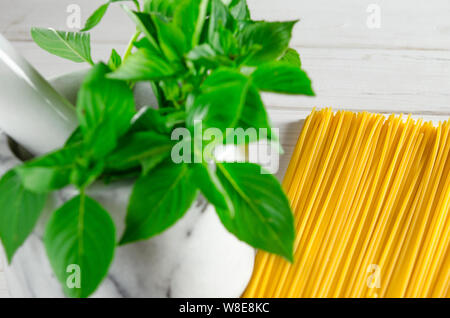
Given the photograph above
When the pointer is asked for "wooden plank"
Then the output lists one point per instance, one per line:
(374, 80)
(405, 24)
(356, 79)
########
(Stated problem):
Can you write out every row above again, requests included, with each point coordinate in the answers shifted by -48 and the pictures left out?

(Full response):
Given the photograph above
When the pointer is asked for "wooden plank"
Then the output lists one point per instance, one per line:
(326, 32)
(357, -24)
(308, 31)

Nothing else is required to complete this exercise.